Task prompt
Nothing in the records should differ when they are repeated. Restate them word for word.

Given data: Begin

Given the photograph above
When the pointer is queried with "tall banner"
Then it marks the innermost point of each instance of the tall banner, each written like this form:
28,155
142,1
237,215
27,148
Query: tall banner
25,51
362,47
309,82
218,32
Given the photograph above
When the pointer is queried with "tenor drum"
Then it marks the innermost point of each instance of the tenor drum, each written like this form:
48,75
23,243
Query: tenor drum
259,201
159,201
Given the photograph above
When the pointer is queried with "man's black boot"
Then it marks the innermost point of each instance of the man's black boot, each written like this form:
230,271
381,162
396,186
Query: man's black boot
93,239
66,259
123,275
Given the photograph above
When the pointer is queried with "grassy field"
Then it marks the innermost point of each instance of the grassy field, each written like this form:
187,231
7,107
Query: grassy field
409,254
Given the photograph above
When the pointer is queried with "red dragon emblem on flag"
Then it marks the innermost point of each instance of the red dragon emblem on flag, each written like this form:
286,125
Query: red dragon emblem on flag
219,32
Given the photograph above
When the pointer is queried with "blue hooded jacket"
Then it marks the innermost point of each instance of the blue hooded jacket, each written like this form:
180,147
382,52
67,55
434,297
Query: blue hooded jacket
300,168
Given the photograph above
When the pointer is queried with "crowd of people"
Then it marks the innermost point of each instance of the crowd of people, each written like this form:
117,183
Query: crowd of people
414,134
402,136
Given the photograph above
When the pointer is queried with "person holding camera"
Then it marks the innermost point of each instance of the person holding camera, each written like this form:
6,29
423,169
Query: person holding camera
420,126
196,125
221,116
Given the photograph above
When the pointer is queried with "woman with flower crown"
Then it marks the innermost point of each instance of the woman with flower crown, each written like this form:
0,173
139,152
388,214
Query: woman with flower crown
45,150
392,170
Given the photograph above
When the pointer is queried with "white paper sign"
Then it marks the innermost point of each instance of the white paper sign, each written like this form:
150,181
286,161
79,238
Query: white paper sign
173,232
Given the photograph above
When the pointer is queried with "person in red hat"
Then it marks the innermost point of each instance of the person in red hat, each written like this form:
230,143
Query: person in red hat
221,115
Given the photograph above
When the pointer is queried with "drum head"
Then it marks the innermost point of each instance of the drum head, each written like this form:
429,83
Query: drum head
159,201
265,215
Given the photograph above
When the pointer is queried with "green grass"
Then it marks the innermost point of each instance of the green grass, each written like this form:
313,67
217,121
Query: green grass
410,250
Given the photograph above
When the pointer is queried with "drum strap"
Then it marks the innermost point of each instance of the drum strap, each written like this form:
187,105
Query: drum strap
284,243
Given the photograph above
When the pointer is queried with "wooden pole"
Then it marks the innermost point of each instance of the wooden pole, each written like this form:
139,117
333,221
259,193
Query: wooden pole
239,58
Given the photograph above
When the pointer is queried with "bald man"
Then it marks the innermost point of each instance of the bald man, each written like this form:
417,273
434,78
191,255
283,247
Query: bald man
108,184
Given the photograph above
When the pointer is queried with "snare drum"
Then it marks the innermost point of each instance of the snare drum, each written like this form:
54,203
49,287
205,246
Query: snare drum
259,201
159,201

Given data: End

Answer area
Given the photograph above
When the pointer is queried with "tall banner"
Then it marks the innermost point of each instance of the tall banner, each written like this form:
28,155
142,1
237,215
27,148
Query: tall banner
25,51
362,47
309,82
218,32
Given the photograph above
When the pointer is queried with "tenor drum"
Then it marks the innermost point of each instance of the tenor drum, each written like this form:
48,75
23,243
Query: tenor drum
259,201
159,201
Given the photograph above
When the pointer is queried with "man's black boot"
Then it marks the innermost point of each instance of the man's black boot, each written like this form:
230,271
381,162
396,186
Query: man's black boot
93,239
66,259
123,275
Given the photograph above
When the pointer is queried with "grassy field"
Then it marks the innermost point of each instance of the grassy field, each written like this form:
187,231
7,107
Query: grassy field
409,254
Given the photograph above
When the pointer is queried with "red dragon emblem on flag"
Then it marks the innermost point of each instance of the red dragon emblem on flag, each written like this form:
286,125
Query: red dragon emblem on flag
219,32
Given the photograph above
When the pointer is queried with "blue hooded jacket"
Then it marks the innermost point of each instance of the blue hooded jacket, each written like this form:
180,147
382,52
67,55
434,297
Query: blue hooded jacket
300,168
Given the photograph above
When the pointer is queried with "crowd of people"
Then it marks the innermost point of each instance of the crowd of people, each written like this form:
117,183
Query: crowd of people
414,134
402,136
Given the photograph above
When the pointer is queried with "person holding camera"
Then it marks the innermost point of each instance of the person holding camera, each written like this form:
6,29
423,169
Query: person holding camera
420,126
196,125
221,116
Given the photograph above
When the pointer is queried with "woman with flower crown"
Then it marks the innermost point of each instance of the woman with flower crown, each written like this form:
0,173
139,152
388,214
Query: woman with flower crown
45,150
392,170
Given the photograph above
When the pointer is queried with "white paper sign"
Then it marks the innermost point of each instance of the white paper sign, each written like this form:
150,181
286,161
79,238
Query: white paper sign
173,232
Given the photograph above
When the pointer is queried with "person in red hat"
Then it marks the innermost point of each instance of the person in red hat, each written like this form:
230,143
Query: person in red hat
221,115
Given the photograph above
When the pointer is queried with "drum head"
Then it marks the innermost point of each instance of the drum head, each written like this form:
429,83
Query: drum head
159,201
265,215
Given the photograph above
When the pointer is queried with "green grass"
Then it marks the innermost point of each instance of the green grass, each written like this form:
313,67
217,121
Query: green grass
410,250
Given the photograph above
When the pointer is queried with "drum strap"
Then it marks the innermost point of each instance of the drum strap, each written like this form:
187,105
Query: drum strap
284,243
Given the photograph above
When the pointer is queried with "wooden pole"
Then it marks the innermost point of each instance of the wooden pole, each written like this form:
139,117
333,221
259,193
Query: wooden pole
239,58
Given the photograph above
When the pointer is queried with "bald man"
Then it marks the innermost point of each instance of the bald man, each written like this form:
417,273
434,78
191,255
283,247
Query: bald man
108,184
Given the photograph above
When the pointer is queried with "snare drum"
Then it marks the innermost point of each instance of the snare drum, each written like this form:
54,203
49,287
205,246
Query: snare drum
259,201
159,201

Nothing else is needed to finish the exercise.